[TASK OBJECTIVE] Begin with the line that contains "Report the position of each instance of the lamp" and transcribe each line after it, up to and including the last line of the listing below.

[AVAILABLE RECORDS]
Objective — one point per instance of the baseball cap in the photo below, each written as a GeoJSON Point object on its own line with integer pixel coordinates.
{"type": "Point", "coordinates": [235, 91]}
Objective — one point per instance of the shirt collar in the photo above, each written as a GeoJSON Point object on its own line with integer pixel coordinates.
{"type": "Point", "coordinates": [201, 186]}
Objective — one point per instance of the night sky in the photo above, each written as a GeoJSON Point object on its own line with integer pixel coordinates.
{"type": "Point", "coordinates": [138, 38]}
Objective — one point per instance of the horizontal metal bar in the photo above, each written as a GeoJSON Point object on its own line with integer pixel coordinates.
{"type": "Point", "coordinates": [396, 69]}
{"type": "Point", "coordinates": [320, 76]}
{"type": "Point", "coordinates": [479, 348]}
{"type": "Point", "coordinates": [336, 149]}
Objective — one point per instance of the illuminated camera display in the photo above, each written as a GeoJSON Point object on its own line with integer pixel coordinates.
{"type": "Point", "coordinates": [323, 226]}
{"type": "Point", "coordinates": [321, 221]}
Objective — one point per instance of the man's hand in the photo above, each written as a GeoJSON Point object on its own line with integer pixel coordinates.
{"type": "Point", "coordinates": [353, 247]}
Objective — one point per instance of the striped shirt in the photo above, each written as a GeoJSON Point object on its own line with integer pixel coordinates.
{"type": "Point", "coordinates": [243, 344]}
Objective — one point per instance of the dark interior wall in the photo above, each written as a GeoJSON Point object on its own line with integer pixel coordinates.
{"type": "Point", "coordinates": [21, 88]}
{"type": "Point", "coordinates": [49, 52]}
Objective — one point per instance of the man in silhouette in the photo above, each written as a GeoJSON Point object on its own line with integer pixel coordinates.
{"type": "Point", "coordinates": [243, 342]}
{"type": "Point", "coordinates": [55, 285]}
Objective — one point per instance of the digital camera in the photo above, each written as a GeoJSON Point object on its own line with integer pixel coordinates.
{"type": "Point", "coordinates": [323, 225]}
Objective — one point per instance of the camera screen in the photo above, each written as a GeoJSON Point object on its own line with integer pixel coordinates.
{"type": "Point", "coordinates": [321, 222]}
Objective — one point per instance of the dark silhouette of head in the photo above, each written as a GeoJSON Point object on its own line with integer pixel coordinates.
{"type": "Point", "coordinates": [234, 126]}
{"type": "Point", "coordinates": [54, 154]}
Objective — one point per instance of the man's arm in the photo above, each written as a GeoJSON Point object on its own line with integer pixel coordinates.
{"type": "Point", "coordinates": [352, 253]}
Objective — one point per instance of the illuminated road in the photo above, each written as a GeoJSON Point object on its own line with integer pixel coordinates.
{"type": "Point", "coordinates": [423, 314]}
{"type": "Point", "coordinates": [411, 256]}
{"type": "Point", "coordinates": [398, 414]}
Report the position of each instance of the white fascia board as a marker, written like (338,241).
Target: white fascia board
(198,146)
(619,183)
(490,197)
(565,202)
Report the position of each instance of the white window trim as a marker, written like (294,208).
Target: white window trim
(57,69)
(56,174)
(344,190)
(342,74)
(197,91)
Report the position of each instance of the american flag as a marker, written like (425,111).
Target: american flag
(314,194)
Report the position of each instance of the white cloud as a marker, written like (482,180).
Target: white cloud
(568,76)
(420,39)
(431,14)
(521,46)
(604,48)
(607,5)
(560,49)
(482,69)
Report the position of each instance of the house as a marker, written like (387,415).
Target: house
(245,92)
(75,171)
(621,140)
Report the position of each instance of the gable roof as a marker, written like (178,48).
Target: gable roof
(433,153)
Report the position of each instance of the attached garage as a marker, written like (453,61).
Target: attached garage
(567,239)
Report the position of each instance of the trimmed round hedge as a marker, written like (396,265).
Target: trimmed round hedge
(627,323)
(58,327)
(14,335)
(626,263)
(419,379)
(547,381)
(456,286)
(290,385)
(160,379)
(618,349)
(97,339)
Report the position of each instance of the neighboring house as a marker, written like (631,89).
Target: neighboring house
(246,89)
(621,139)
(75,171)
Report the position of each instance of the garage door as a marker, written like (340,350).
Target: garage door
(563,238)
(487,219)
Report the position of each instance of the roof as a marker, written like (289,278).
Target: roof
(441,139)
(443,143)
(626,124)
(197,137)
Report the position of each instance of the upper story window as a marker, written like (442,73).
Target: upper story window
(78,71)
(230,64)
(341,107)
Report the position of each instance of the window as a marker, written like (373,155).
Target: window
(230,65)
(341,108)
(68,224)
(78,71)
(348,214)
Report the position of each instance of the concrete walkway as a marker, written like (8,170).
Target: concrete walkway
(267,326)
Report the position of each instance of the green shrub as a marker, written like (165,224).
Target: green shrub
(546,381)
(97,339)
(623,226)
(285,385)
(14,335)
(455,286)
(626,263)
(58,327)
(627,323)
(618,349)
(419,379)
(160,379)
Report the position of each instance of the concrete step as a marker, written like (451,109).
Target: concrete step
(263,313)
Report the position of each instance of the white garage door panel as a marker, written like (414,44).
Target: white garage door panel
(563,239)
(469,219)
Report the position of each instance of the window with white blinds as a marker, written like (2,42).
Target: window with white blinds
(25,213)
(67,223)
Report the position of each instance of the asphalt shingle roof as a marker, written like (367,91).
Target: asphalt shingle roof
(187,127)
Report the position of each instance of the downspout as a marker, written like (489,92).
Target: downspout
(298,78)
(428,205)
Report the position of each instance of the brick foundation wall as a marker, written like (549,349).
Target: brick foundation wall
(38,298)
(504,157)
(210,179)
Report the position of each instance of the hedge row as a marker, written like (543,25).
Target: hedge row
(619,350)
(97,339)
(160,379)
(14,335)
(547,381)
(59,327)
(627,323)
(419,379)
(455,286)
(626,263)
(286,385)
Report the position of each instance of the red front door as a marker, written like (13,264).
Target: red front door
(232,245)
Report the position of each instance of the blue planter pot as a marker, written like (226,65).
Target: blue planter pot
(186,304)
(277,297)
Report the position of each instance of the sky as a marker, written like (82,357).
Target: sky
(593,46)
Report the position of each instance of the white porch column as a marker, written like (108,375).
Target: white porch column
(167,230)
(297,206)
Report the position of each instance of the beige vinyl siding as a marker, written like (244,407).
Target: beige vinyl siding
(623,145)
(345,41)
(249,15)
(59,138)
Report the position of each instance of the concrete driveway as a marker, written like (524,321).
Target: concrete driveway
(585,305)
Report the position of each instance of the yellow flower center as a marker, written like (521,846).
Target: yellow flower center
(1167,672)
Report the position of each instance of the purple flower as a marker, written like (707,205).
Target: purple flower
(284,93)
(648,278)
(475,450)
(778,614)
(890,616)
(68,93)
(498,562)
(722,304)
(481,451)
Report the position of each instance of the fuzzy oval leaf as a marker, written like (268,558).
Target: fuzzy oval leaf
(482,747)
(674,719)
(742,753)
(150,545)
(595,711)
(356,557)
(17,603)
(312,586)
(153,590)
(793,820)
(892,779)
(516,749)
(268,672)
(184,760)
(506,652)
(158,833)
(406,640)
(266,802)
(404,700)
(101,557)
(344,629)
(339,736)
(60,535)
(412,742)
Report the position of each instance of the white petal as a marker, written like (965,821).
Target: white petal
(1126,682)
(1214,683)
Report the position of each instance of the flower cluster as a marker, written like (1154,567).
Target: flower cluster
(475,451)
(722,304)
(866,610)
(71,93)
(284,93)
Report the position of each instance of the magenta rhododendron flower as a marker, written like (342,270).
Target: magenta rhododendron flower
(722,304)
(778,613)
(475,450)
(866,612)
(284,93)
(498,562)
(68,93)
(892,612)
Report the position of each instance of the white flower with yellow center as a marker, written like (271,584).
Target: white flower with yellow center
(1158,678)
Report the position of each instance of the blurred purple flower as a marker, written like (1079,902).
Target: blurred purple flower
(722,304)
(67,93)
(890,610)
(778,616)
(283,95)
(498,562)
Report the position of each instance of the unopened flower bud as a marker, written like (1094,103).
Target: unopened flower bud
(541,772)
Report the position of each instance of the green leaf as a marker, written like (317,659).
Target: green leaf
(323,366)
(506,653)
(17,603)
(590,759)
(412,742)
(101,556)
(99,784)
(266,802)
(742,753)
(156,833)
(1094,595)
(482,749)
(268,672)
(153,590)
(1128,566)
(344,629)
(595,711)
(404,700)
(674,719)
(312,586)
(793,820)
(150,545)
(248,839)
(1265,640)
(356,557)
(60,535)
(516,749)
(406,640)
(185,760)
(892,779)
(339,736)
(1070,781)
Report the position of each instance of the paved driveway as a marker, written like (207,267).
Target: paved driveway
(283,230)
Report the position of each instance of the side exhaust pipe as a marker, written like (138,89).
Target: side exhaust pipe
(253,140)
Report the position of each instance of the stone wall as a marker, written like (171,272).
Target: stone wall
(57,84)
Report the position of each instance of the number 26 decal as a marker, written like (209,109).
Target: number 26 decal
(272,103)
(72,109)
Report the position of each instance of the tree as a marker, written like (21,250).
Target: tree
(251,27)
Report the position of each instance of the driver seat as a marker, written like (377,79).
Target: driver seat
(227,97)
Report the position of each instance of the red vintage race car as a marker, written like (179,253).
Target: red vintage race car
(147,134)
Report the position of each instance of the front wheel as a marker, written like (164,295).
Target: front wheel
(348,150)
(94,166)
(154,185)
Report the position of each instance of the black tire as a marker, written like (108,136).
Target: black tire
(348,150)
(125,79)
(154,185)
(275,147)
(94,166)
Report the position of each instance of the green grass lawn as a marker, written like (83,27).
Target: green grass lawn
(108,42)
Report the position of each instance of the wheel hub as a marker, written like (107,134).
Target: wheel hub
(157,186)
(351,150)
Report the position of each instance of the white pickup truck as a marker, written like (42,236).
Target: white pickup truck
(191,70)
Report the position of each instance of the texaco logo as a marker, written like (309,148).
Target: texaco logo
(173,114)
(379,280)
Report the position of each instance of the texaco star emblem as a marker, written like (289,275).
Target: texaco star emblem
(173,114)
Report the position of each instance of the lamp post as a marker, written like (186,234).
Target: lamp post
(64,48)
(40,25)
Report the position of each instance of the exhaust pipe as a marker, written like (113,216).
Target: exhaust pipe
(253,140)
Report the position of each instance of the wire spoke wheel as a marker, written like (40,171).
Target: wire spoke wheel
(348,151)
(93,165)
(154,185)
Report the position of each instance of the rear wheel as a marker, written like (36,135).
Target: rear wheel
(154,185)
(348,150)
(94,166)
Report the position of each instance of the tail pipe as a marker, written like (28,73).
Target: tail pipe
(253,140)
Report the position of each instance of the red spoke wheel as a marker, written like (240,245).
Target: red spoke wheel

[OUTPUT OF THE TASK]
Report the position of each instance of the lamp post as a marker, written like (186,234).
Target: lamp post
(64,48)
(40,25)
Report the position of each instance of the exhaust pipe as a marker, written like (113,216).
Target: exhaust pipe
(253,140)
Report the position of each instance of the wire spoke wheel as a marker, written like (40,171).
Target: wire spoke wheel
(348,151)
(93,165)
(154,185)
Report the position of each instance of the rear wheel as a marker, written like (36,135).
Target: rear wheel
(154,185)
(348,150)
(94,166)
Report the position of each instance of the tail pipe as a marker, written like (28,73).
Target: tail pipe
(253,140)
Report the position of each instance of the red spoke wheel as a marker, written like (240,245).
Target: red spoke wheel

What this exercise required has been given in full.